[Items from a dataset]
----
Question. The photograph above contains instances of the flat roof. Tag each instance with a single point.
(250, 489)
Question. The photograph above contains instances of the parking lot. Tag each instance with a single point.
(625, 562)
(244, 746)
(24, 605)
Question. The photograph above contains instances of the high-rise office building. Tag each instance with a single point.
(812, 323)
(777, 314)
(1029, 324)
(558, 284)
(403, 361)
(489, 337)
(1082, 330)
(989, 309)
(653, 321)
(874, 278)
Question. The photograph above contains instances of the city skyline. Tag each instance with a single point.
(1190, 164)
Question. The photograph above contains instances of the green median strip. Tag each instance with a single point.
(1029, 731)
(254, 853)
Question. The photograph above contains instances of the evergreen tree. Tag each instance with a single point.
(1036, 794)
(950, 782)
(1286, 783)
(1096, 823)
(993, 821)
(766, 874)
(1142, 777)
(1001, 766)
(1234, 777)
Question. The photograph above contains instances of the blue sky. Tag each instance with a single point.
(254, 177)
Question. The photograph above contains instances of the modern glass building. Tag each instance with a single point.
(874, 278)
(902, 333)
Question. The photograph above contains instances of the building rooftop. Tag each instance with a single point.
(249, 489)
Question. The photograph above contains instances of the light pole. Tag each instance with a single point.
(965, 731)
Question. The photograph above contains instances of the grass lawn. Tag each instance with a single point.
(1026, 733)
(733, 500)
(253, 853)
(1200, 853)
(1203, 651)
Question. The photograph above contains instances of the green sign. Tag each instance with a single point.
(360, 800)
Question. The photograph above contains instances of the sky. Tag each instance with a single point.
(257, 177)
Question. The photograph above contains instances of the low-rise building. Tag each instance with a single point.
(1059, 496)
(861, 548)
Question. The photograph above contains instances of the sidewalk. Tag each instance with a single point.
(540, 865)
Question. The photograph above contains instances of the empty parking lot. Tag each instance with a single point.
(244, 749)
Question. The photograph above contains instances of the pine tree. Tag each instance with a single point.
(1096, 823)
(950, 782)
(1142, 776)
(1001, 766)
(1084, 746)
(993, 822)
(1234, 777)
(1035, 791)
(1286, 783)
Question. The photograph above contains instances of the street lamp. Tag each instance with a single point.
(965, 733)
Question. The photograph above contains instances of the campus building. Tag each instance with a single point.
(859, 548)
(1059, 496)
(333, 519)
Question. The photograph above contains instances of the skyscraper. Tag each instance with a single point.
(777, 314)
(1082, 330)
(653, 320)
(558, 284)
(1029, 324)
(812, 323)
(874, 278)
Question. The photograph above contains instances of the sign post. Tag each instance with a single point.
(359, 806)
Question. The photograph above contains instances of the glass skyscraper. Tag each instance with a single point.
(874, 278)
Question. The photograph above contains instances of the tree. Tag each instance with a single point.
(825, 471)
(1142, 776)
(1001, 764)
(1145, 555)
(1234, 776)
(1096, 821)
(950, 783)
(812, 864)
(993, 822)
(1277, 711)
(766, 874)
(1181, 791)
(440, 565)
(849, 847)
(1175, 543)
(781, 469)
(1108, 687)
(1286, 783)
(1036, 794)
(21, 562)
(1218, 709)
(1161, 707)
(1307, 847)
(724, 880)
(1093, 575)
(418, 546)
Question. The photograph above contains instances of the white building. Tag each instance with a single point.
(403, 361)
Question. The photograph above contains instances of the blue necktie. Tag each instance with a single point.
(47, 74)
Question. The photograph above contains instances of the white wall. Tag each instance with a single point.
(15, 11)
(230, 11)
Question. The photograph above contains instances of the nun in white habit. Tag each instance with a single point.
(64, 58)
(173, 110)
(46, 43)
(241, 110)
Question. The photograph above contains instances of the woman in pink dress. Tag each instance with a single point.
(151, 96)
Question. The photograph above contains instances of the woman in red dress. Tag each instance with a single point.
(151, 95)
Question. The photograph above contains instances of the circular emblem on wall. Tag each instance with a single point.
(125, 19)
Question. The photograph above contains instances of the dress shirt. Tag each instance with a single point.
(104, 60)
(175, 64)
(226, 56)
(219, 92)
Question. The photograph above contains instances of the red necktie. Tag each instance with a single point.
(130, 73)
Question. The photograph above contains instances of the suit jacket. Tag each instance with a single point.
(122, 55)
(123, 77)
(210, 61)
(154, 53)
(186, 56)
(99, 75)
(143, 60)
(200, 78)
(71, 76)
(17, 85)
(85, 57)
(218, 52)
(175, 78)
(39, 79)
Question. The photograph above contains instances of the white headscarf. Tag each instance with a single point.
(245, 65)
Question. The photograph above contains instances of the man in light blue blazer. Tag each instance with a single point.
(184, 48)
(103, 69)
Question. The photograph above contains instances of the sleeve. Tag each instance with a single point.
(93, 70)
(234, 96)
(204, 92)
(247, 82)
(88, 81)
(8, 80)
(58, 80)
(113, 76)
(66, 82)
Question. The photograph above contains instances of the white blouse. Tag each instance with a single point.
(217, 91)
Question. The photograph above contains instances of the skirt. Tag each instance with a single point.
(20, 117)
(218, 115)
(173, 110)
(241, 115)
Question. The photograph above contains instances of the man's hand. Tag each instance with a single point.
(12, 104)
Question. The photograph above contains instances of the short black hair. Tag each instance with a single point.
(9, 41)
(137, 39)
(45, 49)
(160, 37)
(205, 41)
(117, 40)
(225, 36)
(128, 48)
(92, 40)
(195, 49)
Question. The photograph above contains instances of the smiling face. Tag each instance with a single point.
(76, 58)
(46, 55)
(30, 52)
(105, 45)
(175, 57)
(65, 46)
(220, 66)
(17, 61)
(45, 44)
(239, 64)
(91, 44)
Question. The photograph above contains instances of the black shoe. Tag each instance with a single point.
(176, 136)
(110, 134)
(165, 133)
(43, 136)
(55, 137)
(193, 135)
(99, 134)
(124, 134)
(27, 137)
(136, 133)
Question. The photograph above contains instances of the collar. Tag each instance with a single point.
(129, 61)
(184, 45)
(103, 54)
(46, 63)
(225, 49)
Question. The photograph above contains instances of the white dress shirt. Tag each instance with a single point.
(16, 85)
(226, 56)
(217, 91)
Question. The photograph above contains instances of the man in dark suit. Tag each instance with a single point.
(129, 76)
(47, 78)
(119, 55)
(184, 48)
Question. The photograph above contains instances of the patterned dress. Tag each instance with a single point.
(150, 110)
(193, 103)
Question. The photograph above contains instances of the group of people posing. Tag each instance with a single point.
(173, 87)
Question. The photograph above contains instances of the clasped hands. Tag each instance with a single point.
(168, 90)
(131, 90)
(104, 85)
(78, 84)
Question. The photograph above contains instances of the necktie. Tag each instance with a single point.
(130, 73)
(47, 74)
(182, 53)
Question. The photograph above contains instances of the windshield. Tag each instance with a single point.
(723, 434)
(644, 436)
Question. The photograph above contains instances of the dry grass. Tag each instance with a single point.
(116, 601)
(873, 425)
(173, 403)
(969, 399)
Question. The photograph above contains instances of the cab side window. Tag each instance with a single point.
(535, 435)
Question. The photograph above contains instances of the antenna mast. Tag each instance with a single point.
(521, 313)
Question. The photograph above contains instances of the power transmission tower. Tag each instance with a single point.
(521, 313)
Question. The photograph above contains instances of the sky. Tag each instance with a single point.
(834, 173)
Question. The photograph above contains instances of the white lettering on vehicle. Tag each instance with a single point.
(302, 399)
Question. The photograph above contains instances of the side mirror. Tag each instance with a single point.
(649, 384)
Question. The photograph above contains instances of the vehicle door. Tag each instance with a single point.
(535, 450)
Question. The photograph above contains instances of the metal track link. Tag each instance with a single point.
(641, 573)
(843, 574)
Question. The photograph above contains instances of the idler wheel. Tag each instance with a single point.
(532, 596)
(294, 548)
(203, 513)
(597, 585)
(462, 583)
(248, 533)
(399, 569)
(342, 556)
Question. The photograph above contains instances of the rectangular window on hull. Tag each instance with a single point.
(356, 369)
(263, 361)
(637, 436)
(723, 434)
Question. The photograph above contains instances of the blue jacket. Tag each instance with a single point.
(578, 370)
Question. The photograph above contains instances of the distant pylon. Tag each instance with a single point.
----
#### STATED PROBLEM
Reproduce the listing from the line containing "of the necktie." through its final line, inclusive, renaming "idler wheel" to "road wheel" and leaving everything else unchanged.

#### RESPONSE
Question. The photograph above contains instances of the necktie. Tag each instance with a single point.
(130, 73)
(47, 74)
(182, 53)
Question. The photograph above contains instances of the windshield. Tag each instance with a single point.
(723, 434)
(644, 436)
Question. The photograph above contains instances of the dry grass. Tag each instance with a single point.
(116, 601)
(873, 425)
(173, 403)
(969, 399)
Question. The photograph above contains instances of the cab side window. Tag each instance with a single point.
(535, 435)
Question. The photograph above contains instances of the antenna mast. Tag each instance with a single point.
(521, 313)
Question. The photograph above contains instances of the power transmission tower. Tag each instance with a single point.
(521, 313)
Question. The photograph above contains instances of the sky. Tag each instance with a single point.
(834, 173)
Question. The photograph above contains instances of the white lettering on vehicle. Tag each instance with a single point.
(302, 399)
Question. The photograph above contains instances of the side mirror. Tag each instance with a single point.
(649, 384)
Question. The photograph above contains instances of the vehicle door. Tag each instance with a single point.
(535, 450)
Question. The photograph above contains instances of the metal track link. Tag each instance with a single point.
(641, 573)
(843, 574)
Question. The photograph above contains instances of the road wheel. Tag each instance with a single point.
(532, 596)
(294, 548)
(203, 513)
(597, 585)
(462, 583)
(248, 533)
(399, 569)
(342, 556)
Question. The photograph above contains instances of the rectangular window on hull. Tag each instance with a single point.
(356, 369)
(263, 361)
(637, 436)
(723, 434)
Question. The photograph above contains instances of the blue jacket. Tag each instance with a single point.
(578, 370)
Question. The photograph above contains instances of the distant pylon. Tag each instance with a single point.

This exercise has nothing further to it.